*** Given data ***
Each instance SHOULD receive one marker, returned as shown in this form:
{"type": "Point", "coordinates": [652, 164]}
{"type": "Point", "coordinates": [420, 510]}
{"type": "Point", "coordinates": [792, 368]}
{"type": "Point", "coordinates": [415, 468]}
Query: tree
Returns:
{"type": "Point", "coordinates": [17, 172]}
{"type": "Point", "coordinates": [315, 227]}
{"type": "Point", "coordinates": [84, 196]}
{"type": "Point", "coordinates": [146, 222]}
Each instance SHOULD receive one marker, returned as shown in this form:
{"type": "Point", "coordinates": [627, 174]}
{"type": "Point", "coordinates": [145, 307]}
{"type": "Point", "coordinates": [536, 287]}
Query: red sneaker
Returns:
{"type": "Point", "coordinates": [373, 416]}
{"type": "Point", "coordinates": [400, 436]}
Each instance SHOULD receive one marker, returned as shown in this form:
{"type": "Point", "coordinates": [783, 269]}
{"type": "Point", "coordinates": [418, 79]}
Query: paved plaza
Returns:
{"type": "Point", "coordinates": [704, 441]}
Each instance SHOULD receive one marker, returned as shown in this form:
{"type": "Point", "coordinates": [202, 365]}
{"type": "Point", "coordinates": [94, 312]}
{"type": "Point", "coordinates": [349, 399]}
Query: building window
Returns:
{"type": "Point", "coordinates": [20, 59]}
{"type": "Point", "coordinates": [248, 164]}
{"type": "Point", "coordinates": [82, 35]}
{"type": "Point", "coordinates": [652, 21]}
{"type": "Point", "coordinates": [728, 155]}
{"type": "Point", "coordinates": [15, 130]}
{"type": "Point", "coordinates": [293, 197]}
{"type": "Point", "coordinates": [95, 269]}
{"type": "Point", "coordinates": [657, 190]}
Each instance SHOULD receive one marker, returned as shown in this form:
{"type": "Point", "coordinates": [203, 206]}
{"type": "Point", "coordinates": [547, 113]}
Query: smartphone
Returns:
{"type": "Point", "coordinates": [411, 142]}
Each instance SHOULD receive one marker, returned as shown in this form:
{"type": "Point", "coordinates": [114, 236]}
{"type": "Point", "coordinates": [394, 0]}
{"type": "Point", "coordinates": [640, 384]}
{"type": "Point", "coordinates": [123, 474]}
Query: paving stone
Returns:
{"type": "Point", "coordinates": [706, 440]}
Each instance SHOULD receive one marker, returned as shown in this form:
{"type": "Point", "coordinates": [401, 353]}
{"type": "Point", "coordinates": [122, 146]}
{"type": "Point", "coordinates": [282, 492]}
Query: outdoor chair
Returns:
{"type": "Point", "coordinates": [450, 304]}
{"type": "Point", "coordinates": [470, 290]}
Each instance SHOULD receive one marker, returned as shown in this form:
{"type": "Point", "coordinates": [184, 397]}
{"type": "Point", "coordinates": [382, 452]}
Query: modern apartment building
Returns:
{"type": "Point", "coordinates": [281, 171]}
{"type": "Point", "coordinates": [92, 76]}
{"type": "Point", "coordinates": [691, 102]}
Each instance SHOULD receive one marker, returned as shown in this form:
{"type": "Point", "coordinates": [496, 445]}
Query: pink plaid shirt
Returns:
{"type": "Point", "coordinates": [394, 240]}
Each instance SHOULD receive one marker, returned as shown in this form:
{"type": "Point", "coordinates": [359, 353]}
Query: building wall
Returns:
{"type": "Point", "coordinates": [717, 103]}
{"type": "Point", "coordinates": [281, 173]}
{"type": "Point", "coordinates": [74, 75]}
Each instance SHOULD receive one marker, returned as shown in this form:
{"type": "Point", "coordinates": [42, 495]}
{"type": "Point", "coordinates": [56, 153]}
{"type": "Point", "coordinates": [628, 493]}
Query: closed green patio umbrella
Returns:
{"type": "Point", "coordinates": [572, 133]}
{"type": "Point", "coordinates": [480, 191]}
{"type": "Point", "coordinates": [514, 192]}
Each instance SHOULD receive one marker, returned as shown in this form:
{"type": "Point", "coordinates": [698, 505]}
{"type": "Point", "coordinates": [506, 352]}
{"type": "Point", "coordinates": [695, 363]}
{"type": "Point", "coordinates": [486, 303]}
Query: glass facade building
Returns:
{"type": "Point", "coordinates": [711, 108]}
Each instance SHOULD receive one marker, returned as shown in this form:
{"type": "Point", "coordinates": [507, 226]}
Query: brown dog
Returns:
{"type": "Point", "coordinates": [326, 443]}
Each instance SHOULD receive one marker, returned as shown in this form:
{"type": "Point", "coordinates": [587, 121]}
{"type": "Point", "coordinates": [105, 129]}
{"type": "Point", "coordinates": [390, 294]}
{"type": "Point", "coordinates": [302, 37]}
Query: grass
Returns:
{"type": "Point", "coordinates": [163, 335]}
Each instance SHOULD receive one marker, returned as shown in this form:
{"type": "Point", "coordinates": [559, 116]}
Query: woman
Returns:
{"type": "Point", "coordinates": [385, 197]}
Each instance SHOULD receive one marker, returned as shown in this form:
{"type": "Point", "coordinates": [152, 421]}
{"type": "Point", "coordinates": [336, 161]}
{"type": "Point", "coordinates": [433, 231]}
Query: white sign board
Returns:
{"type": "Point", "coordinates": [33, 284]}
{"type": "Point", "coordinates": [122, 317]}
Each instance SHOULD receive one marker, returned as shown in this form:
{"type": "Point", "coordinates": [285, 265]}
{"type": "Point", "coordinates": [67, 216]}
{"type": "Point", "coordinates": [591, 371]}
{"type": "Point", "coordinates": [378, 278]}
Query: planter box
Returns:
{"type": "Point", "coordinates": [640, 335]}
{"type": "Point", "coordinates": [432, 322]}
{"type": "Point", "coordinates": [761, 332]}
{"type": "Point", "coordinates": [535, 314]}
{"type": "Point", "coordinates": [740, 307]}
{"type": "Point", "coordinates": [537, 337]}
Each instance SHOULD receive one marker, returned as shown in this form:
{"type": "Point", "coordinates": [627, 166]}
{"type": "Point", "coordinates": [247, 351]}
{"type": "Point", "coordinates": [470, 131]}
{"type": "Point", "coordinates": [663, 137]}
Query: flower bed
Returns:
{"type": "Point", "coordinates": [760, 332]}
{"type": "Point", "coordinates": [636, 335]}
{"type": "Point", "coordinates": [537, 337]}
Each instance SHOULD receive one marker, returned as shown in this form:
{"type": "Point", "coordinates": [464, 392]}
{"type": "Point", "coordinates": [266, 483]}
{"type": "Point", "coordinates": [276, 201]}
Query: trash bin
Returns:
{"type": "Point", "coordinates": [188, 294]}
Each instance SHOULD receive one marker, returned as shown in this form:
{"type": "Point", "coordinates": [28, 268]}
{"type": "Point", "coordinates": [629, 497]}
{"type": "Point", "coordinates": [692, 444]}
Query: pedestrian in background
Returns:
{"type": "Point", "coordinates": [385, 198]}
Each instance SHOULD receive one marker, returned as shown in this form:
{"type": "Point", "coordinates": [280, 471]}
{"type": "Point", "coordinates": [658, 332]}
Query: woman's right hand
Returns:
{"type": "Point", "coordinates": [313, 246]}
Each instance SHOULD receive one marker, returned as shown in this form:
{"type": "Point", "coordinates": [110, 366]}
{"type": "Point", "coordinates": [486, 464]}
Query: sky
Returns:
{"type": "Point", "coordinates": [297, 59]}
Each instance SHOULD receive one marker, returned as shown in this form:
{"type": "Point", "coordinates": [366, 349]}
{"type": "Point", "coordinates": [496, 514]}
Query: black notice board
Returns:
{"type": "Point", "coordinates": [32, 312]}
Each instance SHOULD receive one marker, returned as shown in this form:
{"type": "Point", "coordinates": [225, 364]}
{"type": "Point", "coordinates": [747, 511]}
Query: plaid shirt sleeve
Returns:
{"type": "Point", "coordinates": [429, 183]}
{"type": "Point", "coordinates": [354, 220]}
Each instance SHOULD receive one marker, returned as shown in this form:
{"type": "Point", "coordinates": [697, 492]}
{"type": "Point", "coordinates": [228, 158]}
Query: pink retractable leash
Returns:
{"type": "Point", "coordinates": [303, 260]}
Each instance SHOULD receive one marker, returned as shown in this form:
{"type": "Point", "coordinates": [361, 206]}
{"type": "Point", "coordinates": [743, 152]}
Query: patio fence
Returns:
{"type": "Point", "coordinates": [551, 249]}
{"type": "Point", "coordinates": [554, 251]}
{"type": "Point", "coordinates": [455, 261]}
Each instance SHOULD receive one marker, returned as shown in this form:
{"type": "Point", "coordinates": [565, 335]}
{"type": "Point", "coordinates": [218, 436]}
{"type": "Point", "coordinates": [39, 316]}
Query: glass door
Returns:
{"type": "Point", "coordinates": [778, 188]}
*** End of Given data ***
## Task to complete
Your answer must be the data above, copied exactly from its first line through the line containing "Query: red sneaker", and nothing more.

## Answer to the problem
Each instance SHOULD receive one marker, returned as shown in this form:
{"type": "Point", "coordinates": [652, 164]}
{"type": "Point", "coordinates": [420, 510]}
{"type": "Point", "coordinates": [792, 368]}
{"type": "Point", "coordinates": [415, 468]}
Query: tree
Returns:
{"type": "Point", "coordinates": [17, 172]}
{"type": "Point", "coordinates": [315, 227]}
{"type": "Point", "coordinates": [84, 196]}
{"type": "Point", "coordinates": [146, 222]}
Each instance SHOULD receive one marker, returned as shown in this form:
{"type": "Point", "coordinates": [627, 174]}
{"type": "Point", "coordinates": [145, 307]}
{"type": "Point", "coordinates": [536, 287]}
Query: red sneaker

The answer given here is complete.